> [Work to be completed]: Determine how many lines of the listing contain the word "instance". The reply is that number alone.

> [Extracted material]:
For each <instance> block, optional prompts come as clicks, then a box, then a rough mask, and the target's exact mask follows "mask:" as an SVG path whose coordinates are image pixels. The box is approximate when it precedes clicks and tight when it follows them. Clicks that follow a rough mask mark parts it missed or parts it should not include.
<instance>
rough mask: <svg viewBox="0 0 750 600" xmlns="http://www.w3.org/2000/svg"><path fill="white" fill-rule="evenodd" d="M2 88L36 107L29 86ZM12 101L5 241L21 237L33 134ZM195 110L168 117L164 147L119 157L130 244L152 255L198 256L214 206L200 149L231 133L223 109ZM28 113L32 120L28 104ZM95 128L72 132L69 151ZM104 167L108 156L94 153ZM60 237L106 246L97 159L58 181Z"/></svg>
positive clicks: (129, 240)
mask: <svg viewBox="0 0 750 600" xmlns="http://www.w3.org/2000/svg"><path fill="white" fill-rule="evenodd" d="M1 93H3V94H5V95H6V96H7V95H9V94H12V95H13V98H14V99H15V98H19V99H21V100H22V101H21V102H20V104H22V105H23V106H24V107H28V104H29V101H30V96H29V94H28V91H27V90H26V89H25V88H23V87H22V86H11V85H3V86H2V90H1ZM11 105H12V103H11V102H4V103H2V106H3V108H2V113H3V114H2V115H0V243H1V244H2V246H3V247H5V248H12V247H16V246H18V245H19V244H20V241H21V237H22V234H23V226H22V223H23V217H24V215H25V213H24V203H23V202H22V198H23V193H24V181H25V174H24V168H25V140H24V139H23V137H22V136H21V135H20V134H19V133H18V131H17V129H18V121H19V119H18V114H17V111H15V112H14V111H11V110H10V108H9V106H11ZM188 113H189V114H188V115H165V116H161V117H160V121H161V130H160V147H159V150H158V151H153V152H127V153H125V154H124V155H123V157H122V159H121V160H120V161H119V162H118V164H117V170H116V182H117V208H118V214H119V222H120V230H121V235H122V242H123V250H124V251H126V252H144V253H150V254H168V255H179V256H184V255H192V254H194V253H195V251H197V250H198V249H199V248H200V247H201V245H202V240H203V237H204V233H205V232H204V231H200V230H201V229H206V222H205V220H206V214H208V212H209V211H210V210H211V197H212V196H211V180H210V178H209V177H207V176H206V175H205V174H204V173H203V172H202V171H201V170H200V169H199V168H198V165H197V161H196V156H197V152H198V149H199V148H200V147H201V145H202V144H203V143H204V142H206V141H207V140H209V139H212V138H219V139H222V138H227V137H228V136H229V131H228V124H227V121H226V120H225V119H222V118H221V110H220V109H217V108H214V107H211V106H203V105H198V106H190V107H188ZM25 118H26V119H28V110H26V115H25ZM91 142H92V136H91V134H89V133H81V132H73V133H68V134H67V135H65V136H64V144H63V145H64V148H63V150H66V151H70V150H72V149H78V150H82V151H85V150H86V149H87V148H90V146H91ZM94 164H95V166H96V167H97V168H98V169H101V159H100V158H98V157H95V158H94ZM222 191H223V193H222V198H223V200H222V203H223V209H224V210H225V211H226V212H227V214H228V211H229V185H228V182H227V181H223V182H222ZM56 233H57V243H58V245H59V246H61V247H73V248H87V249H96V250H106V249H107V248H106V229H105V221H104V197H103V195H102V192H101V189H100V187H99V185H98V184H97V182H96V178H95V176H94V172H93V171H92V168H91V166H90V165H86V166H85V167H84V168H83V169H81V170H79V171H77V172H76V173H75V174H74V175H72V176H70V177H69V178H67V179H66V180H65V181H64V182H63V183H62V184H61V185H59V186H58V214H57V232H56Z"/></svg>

> [Solved problem]: 2